__What you should do__
Please write out every line of the listing below, word for word and without any changes.

__The data__
=-=-=

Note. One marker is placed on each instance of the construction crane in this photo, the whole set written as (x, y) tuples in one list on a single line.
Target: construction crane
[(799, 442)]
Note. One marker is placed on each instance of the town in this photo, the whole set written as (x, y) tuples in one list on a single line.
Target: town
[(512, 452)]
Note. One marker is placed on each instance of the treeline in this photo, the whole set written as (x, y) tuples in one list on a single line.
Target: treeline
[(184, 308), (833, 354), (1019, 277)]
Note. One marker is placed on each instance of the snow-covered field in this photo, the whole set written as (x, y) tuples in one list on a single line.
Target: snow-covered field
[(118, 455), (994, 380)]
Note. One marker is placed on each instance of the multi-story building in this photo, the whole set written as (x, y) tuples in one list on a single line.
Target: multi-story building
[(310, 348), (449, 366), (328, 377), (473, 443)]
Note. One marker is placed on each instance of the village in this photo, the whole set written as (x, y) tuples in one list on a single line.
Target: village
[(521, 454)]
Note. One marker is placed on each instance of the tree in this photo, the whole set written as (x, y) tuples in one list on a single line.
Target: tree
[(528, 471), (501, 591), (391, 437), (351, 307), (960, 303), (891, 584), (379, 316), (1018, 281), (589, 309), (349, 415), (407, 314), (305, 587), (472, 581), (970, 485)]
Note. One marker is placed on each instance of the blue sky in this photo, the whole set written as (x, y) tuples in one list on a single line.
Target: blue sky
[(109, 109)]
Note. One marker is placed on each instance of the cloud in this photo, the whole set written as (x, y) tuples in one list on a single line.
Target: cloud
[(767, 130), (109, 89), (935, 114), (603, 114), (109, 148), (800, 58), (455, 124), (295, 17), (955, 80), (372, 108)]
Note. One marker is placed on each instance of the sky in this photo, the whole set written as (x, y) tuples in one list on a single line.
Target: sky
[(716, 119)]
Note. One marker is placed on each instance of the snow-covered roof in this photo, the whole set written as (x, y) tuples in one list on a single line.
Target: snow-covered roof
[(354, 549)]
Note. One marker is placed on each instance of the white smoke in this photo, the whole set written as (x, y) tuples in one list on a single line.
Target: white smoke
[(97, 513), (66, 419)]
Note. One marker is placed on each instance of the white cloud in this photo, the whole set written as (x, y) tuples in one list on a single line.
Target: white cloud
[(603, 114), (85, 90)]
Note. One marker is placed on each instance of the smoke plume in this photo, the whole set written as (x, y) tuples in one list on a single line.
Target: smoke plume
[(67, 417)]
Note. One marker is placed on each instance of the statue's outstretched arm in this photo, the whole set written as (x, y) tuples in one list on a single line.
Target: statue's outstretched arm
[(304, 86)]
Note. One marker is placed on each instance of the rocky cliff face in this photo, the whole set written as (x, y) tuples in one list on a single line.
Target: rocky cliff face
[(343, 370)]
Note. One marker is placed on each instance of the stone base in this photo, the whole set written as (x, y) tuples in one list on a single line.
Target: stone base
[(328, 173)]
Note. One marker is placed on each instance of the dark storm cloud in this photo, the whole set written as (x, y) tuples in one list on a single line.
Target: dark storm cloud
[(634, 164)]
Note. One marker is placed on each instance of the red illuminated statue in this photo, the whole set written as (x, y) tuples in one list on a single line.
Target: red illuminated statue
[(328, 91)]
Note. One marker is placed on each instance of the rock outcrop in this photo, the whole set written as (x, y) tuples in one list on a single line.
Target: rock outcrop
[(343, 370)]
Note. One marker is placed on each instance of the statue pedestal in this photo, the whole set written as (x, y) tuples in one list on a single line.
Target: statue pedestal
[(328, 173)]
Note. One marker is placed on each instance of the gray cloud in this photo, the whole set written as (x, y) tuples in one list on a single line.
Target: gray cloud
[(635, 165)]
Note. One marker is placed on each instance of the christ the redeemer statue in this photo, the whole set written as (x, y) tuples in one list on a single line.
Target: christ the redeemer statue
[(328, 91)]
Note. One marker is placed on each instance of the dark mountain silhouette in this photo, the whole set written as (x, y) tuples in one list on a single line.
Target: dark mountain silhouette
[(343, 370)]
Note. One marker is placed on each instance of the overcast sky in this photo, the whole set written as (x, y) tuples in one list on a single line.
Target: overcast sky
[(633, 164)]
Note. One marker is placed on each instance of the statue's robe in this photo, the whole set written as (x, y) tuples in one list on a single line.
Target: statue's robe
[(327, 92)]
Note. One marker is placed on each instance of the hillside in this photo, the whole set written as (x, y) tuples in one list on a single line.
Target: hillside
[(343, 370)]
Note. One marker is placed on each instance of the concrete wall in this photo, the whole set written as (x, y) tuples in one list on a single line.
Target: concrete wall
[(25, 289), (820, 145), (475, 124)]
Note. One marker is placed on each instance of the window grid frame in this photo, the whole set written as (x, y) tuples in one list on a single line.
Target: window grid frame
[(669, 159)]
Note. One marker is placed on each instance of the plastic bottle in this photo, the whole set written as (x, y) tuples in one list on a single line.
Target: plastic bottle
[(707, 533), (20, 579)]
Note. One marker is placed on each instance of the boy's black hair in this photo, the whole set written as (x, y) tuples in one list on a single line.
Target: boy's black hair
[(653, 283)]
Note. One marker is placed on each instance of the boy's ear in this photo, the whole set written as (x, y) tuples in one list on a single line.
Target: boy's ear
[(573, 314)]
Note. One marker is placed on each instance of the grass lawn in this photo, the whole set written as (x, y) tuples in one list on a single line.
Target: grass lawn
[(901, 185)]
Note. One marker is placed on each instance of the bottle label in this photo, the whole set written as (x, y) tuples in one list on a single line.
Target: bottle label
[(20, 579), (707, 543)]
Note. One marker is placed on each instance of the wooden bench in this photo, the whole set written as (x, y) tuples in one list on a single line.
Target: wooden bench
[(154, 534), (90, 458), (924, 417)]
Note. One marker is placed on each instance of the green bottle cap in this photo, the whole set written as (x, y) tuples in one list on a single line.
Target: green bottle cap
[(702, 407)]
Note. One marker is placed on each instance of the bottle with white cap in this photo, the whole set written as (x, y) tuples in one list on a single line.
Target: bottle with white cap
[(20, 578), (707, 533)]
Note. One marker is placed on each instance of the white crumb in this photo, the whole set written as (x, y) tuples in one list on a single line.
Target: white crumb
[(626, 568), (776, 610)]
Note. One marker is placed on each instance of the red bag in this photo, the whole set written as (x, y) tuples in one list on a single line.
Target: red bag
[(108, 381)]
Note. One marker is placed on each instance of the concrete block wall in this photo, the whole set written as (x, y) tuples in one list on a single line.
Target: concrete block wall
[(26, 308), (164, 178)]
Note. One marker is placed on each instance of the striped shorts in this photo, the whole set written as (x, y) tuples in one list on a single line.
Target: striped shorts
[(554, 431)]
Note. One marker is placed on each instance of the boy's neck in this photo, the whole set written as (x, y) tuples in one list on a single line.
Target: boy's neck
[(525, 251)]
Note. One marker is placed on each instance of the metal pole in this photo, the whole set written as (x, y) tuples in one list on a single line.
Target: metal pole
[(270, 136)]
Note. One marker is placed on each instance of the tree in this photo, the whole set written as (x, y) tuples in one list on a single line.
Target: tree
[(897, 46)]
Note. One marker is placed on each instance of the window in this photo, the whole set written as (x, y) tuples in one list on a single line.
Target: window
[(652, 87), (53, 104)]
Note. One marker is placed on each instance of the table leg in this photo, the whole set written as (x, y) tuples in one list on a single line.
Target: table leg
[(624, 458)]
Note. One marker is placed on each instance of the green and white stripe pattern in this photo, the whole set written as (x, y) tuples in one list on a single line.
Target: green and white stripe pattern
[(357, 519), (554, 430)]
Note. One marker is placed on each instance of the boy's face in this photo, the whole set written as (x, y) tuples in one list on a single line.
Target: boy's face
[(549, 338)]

=-=-=

__Output below__
Note. One marker is placed on each instance of the construction crane in this photo, the whole set written as (x, y) tuples in one list on a single line.
Target: construction crane
[(799, 442)]
Note. One marker is placed on each instance of the town in this photo, the whole set written as (x, y) tuples in one list on a single line.
Target: town
[(512, 452)]
Note. One marker is placed on each instance of the treeline in this photo, the whole set written as (x, y) tuples in one list on a single line.
Target: treeline
[(184, 308), (833, 354), (1019, 277)]
Note. One marker is placed on each instance of the snow-covered field in this photo, the whole set written as (x, y) tuples in one list on a single line.
Target: snow-covered field
[(118, 455), (994, 380)]
Note. One marker is placed on each instance of the multi-story building in this photo, the whole set written as (x, y) tuples in one list on a single line.
Target: multi-story building
[(310, 348), (449, 366), (328, 377), (473, 443)]
Note. One marker is placed on each instance of the village in this photo, the whole set written as (x, y) tuples in one list on a single line.
Target: village
[(521, 454)]
Note. One marker is placed on each instance of the tree in this photo, the whole set written as (x, y) tuples in one list on a single line.
Target: tree
[(528, 471), (501, 591), (391, 437), (351, 307), (960, 303), (891, 584), (379, 316), (1018, 281), (589, 309), (349, 415), (407, 314), (305, 587), (472, 581), (970, 485)]
Note. One marker is placed on each instance of the blue sky in this photo, the whole set written as (x, y) tuples in one list on a single line.
Target: blue sky
[(109, 109)]
Note. One marker is placed on each instance of the cloud in this photo, the whole set written as (x, y) tuples in one list on a single line.
Target: cloud
[(767, 130), (109, 89), (935, 114), (603, 114), (109, 148), (800, 58), (455, 124), (295, 17), (955, 80), (372, 108)]
Note. One marker is placed on each instance of the sky in this photo, the whole set written as (x, y) tuples in one list on a single line.
Target: sky
[(716, 119)]
Note. One marker is placed on each instance of the snow-covered roof in this photo, the whole set written as (x, y) tuples in one list on a single line.
Target: snow-covered roof
[(354, 549)]
Note. One marker is placed on each instance of the white smoke in this photo, the whole set written as (x, y) tuples in one list on a single line.
Target: white smoke
[(97, 513), (66, 419)]
Note. One marker is placed on each instance of the white cloud in this photo, the whole set written as (x, y) tuples in one list on a single line.
Target: white cloud
[(603, 114), (85, 90)]
Note. One marker is placed on each instance of the smoke plume in this photo, the whole set written as (x, y) tuples in one list on a single line.
Target: smoke plume
[(67, 417)]
Note. One marker is placed on each instance of the statue's outstretched arm in this photo, the whole set written as (x, y) tuples in one list on a single line.
Target: statue's outstretched arm
[(304, 86)]
Note. One marker is placed on each instance of the rocky cliff face in this photo, the whole set written as (x, y) tuples in one list on a single line.
Target: rocky cliff face
[(343, 370)]
Note. One marker is placed on each instance of the stone base in this photo, the whole set written as (x, y) tuples in one list on a single line.
Target: stone base
[(328, 173)]
Note. One marker is placed on each instance of the dark storm cloud in this photo, the whole set written as (x, y) tuples in one list on a single line.
Target: dark storm cloud
[(634, 164)]
Note. One marker is placed on each instance of the red illuminated statue in this photo, the whole set written as (x, y) tuples in one list on a single line.
Target: red illuminated statue
[(328, 91)]
Note. One marker is placed on each instance of the rock outcrop in this photo, the whole set written as (x, y) tuples in one list on a single line.
Target: rock outcrop
[(343, 370)]
Note. One marker is placed on each instance of the statue pedestal in this photo, the whole set written as (x, y) tuples in one list on a single line.
Target: statue pedestal
[(328, 173)]
Note. One marker is placed on each instance of the gray cloud in this photo, the whole set written as (x, y) tuples in one list on a single line.
Target: gray cloud
[(635, 165)]
Note. One marker is placed on each instance of the christ the redeemer statue in this photo, the whole set written as (x, y) tuples in one list on a single line.
Target: christ the redeemer statue
[(328, 91)]
Note. One marker is placed on each instance of the dark mountain silhouette in this photo, the whole set written as (x, y) tuples in one list on a single line.
Target: dark mountain silhouette
[(343, 370)]
Note. One marker is placed on each instance of the overcast sky in this photo, the whole set written as (x, y) tuples in one list on a single line.
Target: overcast sky
[(633, 164)]
Note. One marker is placed on each instance of the statue's robe in this photo, the whole set written as (x, y) tuples in one list on a single line.
Target: statue's robe
[(327, 92)]
Note. One marker is placed on each instance of the hillside in this photo, the whole set written as (x, y) tuples in one list on a single line.
Target: hillside
[(343, 370)]
Note. One marker is placed on each instance of the concrete wall in this photo, the whole set written as (x, y) tuples in one list on a single line.
Target: concrete wall
[(25, 289), (820, 145), (475, 124)]
Note. One marker is placed on each instance of the window grid frame in this photo, the whole set written as (x, y) tuples in one list on a single line.
Target: window grid frame
[(669, 159)]
Note. One marker is placed on each instance of the plastic bottle in this photo, the whole set written as (x, y) tuples in one list on a single line.
Target: plastic bottle
[(707, 533), (20, 579)]
Note. One marker is placed on each instance of the boy's black hair in this photo, the whole set written as (x, y) tuples in one list on a single line.
Target: boy's black hair
[(653, 283)]
Note. One marker is placed on each instance of the boy's ear in this photo, the whole set written as (x, y) tuples in one list on a single line.
Target: boy's ear
[(573, 314)]
Note. One marker is placed on each instance of the grass lawn in this photo, the whole set written as (x, y) tuples in one list on a single line.
Target: grass lawn
[(901, 185)]
Note. One marker is placed on each instance of the bottle label in this photo, the whole set written as (x, y) tuples in one list on a single line.
Target: bottle label
[(20, 579), (707, 543)]
Note. One marker is placed on each instance of the wooden bench in this photo, the whole set written as (x, y) tuples in one list on a single line.
Target: wooden bench
[(154, 534), (90, 458), (924, 417)]
Note. One marker is placed on each instance of the green bottle cap in this photo, the whole set written as (x, y) tuples in one list on a single line.
Target: green bottle cap
[(702, 407)]
Note. One marker is placed on each instance of the bottle with white cap in this photo, the whole set written as (x, y) tuples in one list on a single line.
Target: bottle with white cap
[(20, 578), (707, 533)]
Note. One marker is placed on each instance of the white crumb in this photo, the whole set written as (x, y) tuples in one list on a single line.
Target: white crumb
[(626, 568), (776, 610)]
Note. One marker is placed on each instance of the red bag in this photo, the whole set written as (x, y) tuples in one list on a single line.
Target: red bag
[(108, 381)]
Note. One marker is placed on each instance of the concrete block wall in this photo, the whole set written as (x, y) tuples in one list on a single line.
Target: concrete block wall
[(26, 308), (164, 178)]
Note. One marker is placed on each instance of the striped shorts in this photo, the whole set written as (x, y) tuples in one list on a single line.
Target: striped shorts
[(554, 431)]
Note. One marker is placed on each instance of the boy's neck in this photo, the whole set written as (x, y) tuples in one list on a single line.
Target: boy's neck
[(525, 251)]
Note. One marker is placed on each instance of the metal pole in this photo, the whole set written as (x, y) tuples in one list on a single line.
Target: metal pole
[(270, 136)]
Note. One marker is placed on each instance of the tree in this photo, the whole set written as (x, y) tuples in one list on a single line.
Target: tree
[(897, 46)]
Note. One marker is placed on each instance of the window in this photo, the whole set written as (x, y) tuples in one list on a single line.
Target: window
[(652, 87), (53, 104)]
Note. One marker is placed on each instance of the table leg in this photo, the whole set written as (x, y) tuples in one list on a single line.
Target: table leg
[(624, 458)]
Note. One marker is placed on each instance of the green and white stripe pattern in this photo, the whole set written as (x, y) tuples in one list on a single line.
Target: green and white stripe pattern
[(357, 519), (554, 430)]
Note. One marker is placed on each instance of the boy's face in this photo, the whole set written as (x, y) tuples in one list on a single line.
Target: boy's face
[(549, 338)]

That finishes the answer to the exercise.